CHALLENGE
Swap "thickest part" for "widest part" throughout all the rows below, and write the lines out again with everything else unchanged. Leave the pictures out of your answer.
>> begin DATA LISTING
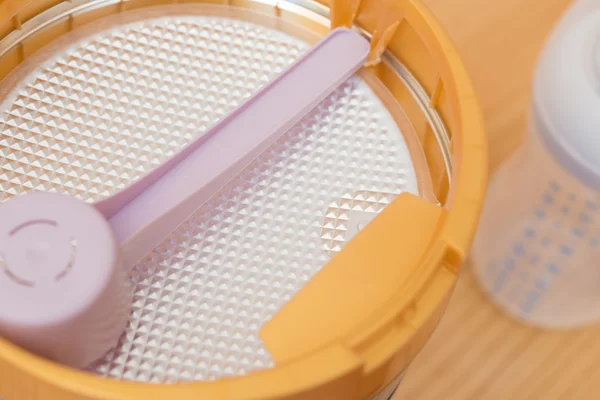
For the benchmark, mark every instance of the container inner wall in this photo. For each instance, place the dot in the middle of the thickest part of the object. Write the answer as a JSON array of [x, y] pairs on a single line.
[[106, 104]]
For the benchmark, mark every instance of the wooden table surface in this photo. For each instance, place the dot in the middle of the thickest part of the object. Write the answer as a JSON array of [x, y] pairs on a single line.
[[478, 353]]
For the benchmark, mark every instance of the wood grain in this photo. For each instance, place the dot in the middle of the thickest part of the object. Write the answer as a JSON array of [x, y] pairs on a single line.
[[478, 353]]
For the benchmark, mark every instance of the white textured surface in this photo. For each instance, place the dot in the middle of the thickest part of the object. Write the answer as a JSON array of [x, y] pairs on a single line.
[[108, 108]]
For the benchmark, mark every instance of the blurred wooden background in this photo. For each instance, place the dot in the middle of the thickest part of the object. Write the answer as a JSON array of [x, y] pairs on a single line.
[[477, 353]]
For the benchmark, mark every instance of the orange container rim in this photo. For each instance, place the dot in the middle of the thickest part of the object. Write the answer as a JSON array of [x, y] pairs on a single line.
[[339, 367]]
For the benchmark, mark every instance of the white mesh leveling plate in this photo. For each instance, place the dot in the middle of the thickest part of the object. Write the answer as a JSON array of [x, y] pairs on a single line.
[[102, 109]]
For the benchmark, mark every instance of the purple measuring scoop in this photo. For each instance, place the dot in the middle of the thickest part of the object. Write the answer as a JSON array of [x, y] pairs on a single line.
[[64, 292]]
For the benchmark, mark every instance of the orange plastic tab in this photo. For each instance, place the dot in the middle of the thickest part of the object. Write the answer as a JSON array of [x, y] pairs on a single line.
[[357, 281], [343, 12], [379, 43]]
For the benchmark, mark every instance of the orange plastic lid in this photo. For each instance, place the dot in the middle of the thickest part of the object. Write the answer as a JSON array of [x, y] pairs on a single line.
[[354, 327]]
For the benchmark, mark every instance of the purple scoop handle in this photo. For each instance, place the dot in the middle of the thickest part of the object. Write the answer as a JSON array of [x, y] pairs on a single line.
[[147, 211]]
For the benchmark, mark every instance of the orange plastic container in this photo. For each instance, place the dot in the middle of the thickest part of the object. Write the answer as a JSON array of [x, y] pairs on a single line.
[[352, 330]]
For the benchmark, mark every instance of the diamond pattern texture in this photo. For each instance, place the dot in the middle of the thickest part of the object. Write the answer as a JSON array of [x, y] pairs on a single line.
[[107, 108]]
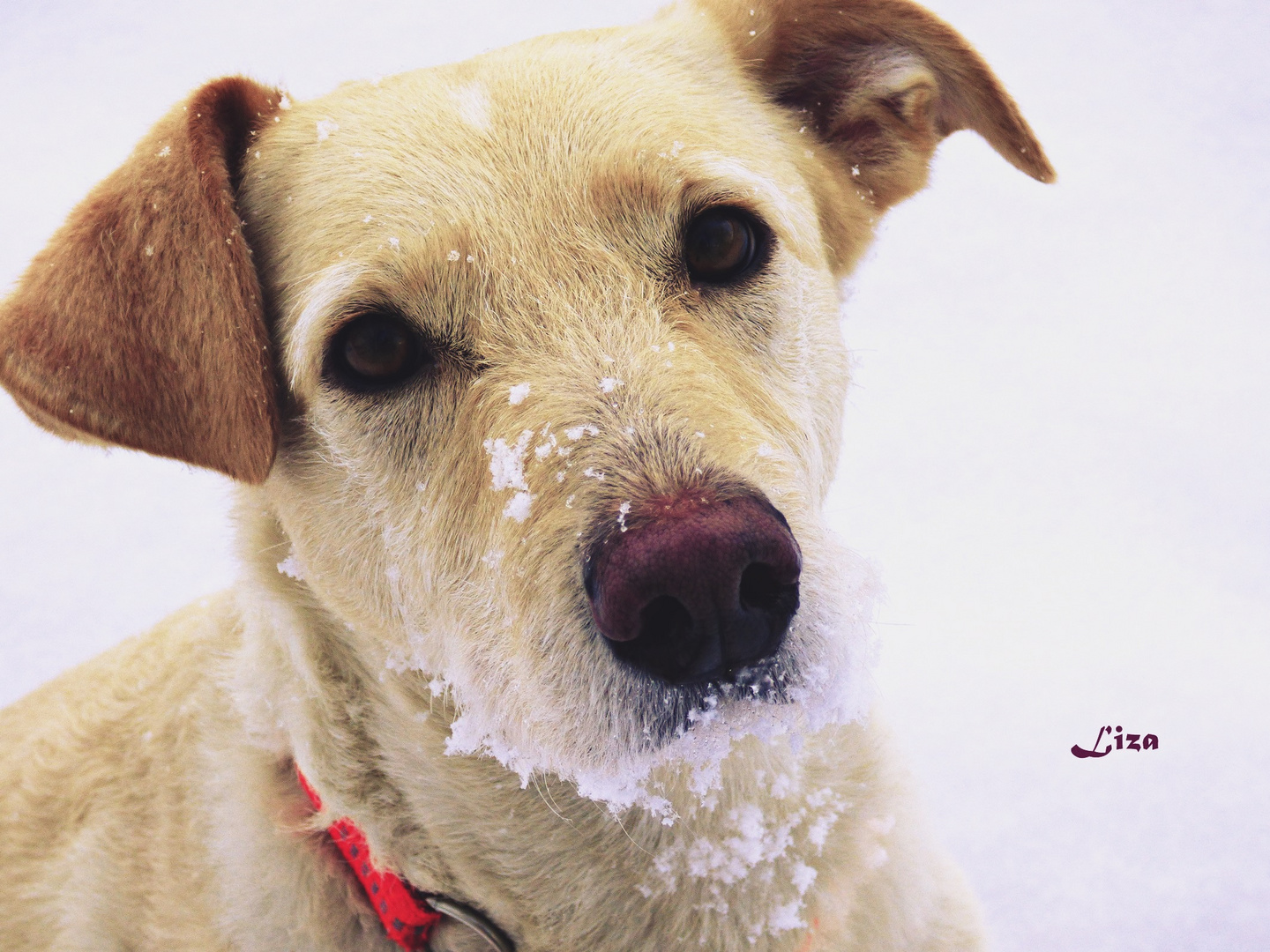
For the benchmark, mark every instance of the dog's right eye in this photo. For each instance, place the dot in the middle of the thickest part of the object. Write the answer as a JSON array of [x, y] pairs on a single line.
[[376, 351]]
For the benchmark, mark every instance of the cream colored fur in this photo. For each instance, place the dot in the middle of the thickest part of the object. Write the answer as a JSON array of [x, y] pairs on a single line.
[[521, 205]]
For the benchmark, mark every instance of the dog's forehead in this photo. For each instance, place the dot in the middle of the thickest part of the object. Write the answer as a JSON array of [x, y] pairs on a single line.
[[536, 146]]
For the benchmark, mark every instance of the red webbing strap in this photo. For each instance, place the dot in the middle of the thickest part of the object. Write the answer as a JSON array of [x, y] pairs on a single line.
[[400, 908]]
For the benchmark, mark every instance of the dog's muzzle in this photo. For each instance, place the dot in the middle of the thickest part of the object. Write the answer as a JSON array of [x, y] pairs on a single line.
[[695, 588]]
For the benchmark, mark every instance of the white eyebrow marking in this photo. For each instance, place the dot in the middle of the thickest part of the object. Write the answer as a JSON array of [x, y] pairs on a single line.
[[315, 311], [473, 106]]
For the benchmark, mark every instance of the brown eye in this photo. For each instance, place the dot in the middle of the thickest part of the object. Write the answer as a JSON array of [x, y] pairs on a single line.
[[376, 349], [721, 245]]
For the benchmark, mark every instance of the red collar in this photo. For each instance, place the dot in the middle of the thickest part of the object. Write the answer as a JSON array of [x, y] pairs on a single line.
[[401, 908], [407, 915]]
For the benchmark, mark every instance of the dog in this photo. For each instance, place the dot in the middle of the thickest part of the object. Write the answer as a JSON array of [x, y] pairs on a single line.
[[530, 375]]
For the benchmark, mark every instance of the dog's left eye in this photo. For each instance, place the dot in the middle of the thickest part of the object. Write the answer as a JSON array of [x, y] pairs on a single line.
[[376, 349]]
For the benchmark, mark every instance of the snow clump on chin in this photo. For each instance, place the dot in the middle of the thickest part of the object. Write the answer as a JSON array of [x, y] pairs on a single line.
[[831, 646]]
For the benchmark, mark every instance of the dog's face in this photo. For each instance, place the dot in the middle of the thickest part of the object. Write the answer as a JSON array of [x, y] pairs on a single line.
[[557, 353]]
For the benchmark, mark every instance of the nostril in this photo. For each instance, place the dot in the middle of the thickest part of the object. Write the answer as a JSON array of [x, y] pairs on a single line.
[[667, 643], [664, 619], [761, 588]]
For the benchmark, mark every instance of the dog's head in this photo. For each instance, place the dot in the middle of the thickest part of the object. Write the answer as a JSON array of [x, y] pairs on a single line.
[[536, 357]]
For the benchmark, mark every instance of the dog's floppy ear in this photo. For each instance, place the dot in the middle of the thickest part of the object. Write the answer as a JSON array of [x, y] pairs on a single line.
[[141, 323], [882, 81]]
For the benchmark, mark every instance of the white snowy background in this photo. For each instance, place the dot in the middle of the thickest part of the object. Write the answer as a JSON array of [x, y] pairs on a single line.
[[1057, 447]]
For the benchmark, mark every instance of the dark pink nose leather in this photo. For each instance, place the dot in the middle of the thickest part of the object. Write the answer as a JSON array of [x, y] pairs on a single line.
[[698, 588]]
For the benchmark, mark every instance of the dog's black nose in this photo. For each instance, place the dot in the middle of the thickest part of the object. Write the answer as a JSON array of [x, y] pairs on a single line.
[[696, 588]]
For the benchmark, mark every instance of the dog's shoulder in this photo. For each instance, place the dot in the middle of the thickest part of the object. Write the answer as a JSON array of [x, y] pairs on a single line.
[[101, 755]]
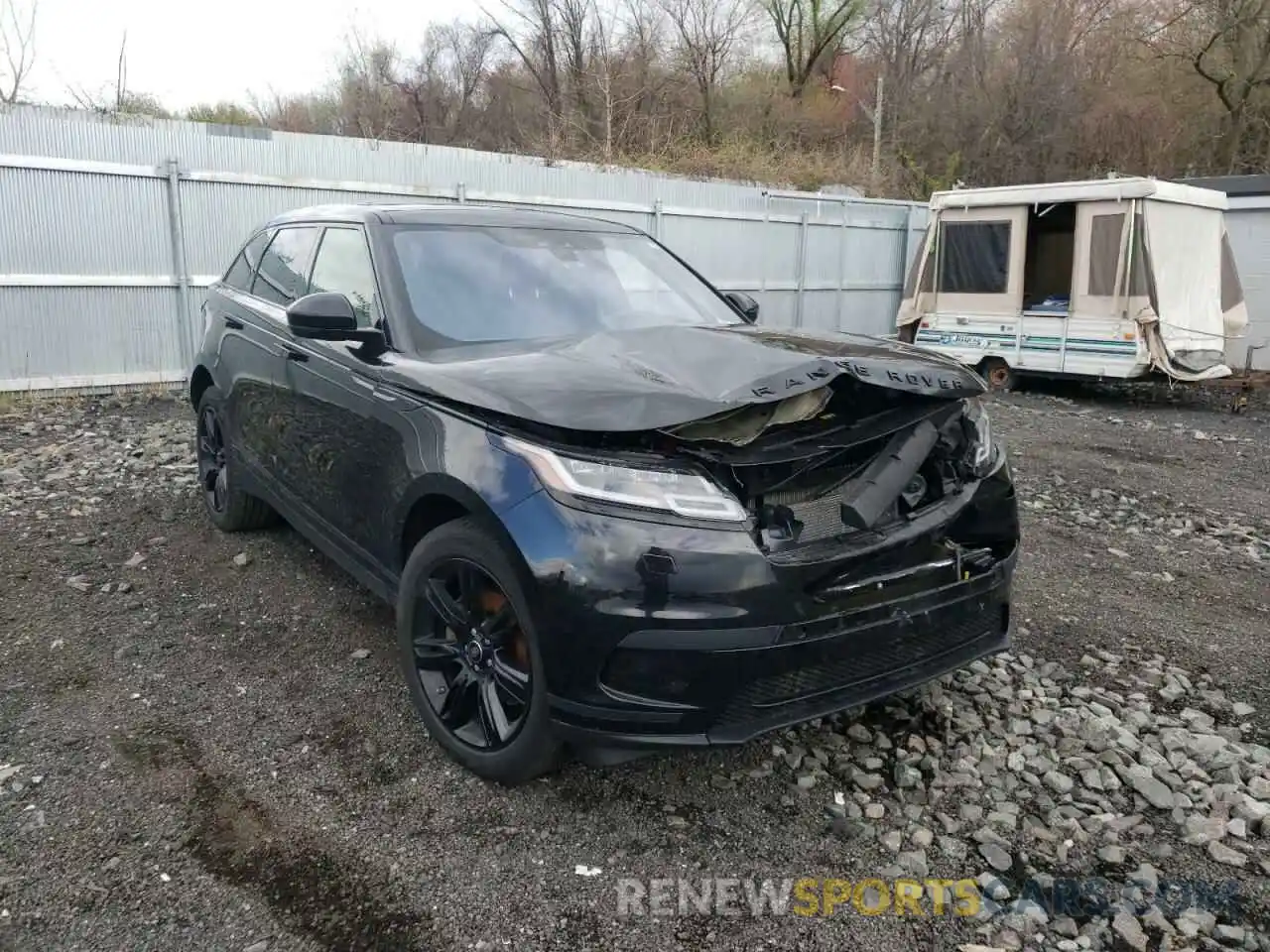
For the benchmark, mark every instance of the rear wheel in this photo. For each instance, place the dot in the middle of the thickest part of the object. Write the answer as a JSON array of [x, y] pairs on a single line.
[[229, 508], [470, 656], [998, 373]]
>> end DATA LISTING
WRITTEN ANSWER
For the benchmark, mark every instance of the container inner wall in this photo. For each instance, place the dot in the middle of the widest part of the object. Write the answer as a JSON array of [x, y] pairs on a single line.
[[106, 104]]
For the benchmark, mark every instance of the wooden table surface in this photo. For each instance, place the dot in the middle of the widest part of the object. Write the answer as a JSON array of [x, y] pairs on a single line.
[[478, 353]]
For the benchmark, mark every instance of the wood grain in this photo. For each instance, place the dot in the middle of the widest part of the object. Write the answer as a JSON array of [x, y] pairs on a single line.
[[478, 353]]
For the benchmark, mark every instance of the white textured surface in this photo. For each instance, place the dot in the middle of the widest part of the object. Write the answer as a JSON array of [x, y] pairs on a single line.
[[108, 108]]
For the benchmark, mark every instance of the blurred wooden background in this photo. For each instance, place the dot in the middle of the widest part of the object. Write the answer as a JSON array of [x, y] pairs on a single line.
[[477, 353]]
For the benchmark, mark every instance of the orange container rim in this photo. For each instance, place the dot in the middle of the widest part of the object. Write the answer as a JSON array of [x, y] pairs on a single line.
[[339, 367]]
For the benchmark, mark every instance of the white mesh leveling plate in this photo. For each instance, place the dot in the middle of the widest part of the object. Write the answer as a JSON array of [x, y] pairs on a single line.
[[102, 109]]
For the benchmark, mark every instance of the purple measuring scoop in this photo. For each instance, place the dot in the middle of the widest part of the object. Write the answer as a JSON array of [x, y] pairs on a single line.
[[64, 292]]
For the benchmark, mark every instance of the orange plastic tab in this photo. For each instance, place the dot in the middle of the widest part of the object. Write the answer as a JSON array of [x, y] pairs on a single line.
[[357, 281], [343, 12], [379, 43]]
For the benchmark, mark every instance of the orange plastic lid in this photo. For each instance, place the dot in the middle of the widest part of the object. Write the answer as a JSON array of [x, y] pairs on a single line.
[[354, 327]]
For the benchmark, mark every instance of the purple scoop handle in this photo. For each instance, place the dot in the middle of the widest part of the object. Write the answer as a JSON array of [x, y] pairs on a single line.
[[147, 211]]
For the benchmark, mark every instance of the orange plastic container in this photo. For each instance, place the dot in the middle of the widest part of the object. Write the answer as a JSON array of [x, y] pairs on a single line.
[[352, 330]]
For the benchmark, mark every instance of the diamond pattern texture in this photo. For each instance, place the dot in the middle of the widest part of the object. Write the answer as a JSON array of [x, y] pairs on a single line.
[[107, 108]]
For the benchmark, mark every instance of the dog's right eye in this photo. For each instance, place the dot in the middle of the widest part of the object. Write the answer as a JSON array of [x, y] pairs on a single line.
[[376, 351]]
For the benchmark, mark every instance of the cream colored fur in this photo. For each instance, place the dot in the middle of the widest part of the object. Write the answer as a JSON array of [x, y] pairs on a single line.
[[521, 205]]
For the benchmark, mark every instance of the dog's forehead in this photo. For each instance, place the dot in the middle of the widest part of the object. Write the answer as a JSON array of [x, y] pairs on a single line.
[[536, 146]]
For the benchmark, mark every instance of the red webbing strap in this photo. For each instance, place the dot in the middle of the widest part of the object. Write the answer as a JSON array of [x, y] pairs on a single line.
[[400, 908]]
For the benchmark, mark every instance of the dog's muzzle in this photo. For each instance, place the dot in the middle of the widest part of the object. Write the answer as a JSON array of [x, y] pairs on a single line.
[[695, 588]]
For the benchmark, mark every instance of the white eyebrow marking in this photo. For each instance, place the dot in the middle of the widest part of the object. Write the answer as a JSON array of [x, y] pairs on a single line.
[[315, 311], [473, 106]]
For the benchmark, mark every instance of the brown eye in this photo. For each instance, place the dot in the middle of the widest part of the object. Write the answer as a JSON array of [x, y] pairs on a single line.
[[376, 349], [721, 245]]
For the benchmark, mark every instance of the red collar in this photo. For each instance, place the dot in the middle of the widest part of the object. Write the answer as a JSON array of [x, y] pairs on a single line.
[[401, 908], [407, 915]]
For the benchmark, mark every instance of the dog in this photo. For each instance, place the dot in the middle of the widest part of the object. Write the answer as a JSON array of [x, y] pairs on a single line.
[[530, 375]]
For the benchmark, mark every instance of the dog's left eye in this photo. For each instance, place the dot in the middle of the widest part of the object. Write the answer as a JSON array of [x, y] pairs on a single line.
[[376, 349]]
For the benchmark, mark every instance of the snow clump on chin in this photo. For each instance, place the dot in the middle of the widest part of the object. Write the answer as a JSON array of [x, y] pairs on a single line.
[[831, 646]]
For the benchmark, mark every instance of the dog's face in this photo. For each instance, place the dot in the middle of the widest part of the object. Write the answer as a JSON array of [x, y] pairs on a single line.
[[557, 353]]
For the benchmark, mark every instance of the nostril in this photo. For each instance, place the dot in the middle of the widest part of the object. Write the answer as a JSON array of [x, y] pairs on a single line.
[[667, 643], [664, 619], [761, 588]]
For the benchmark, mark every instance of the dog's head in this photo. For each instance, place the dot in the middle of the widest part of the object. Write the answer as a JSON array of [x, y] pairs on a single line.
[[536, 357]]
For the benchmark, mark every instance of the dog's floppy ear in this photo. For each instance, place the dot in the middle of the widest part of the object. Write the answer as a JSON array of [x, y] pairs on a single line.
[[141, 323], [882, 81]]
For the benchmark, mark every instance of the white snowy background in this photo. For each instance, place the dot in the middle of the widest part of the object. Write the answer as a JSON array of [x, y] pairs on a single line.
[[1057, 447]]
For the benchmark, mark every instance of the dark pink nose leather in this photo. For each instance, place the dot in the middle of the widest part of the object. Write the answer as a JSON array of [x, y] pairs on a single line.
[[698, 588]]
For the benchmark, mark every instance of the dog's black nose in this photo. For each instance, place the dot in the middle of the widest part of the object. Write the answer as a JSON array of [x, y] pairs on a single line.
[[696, 588]]
For the benchmark, mark every instance of the dog's shoulder in this photo. For each instance, place the dot in the middle of the widest part of the object. Write the answer as a JSON array of [x, y] pairs on a single line.
[[101, 755]]
For the benchmark, mark every instance of the rear wheel in this photo. For each instance, place the dot in the middle of the widest part of the object. Write the answer as a JSON array of [x, y] pairs on a single line.
[[229, 508], [470, 656], [998, 373]]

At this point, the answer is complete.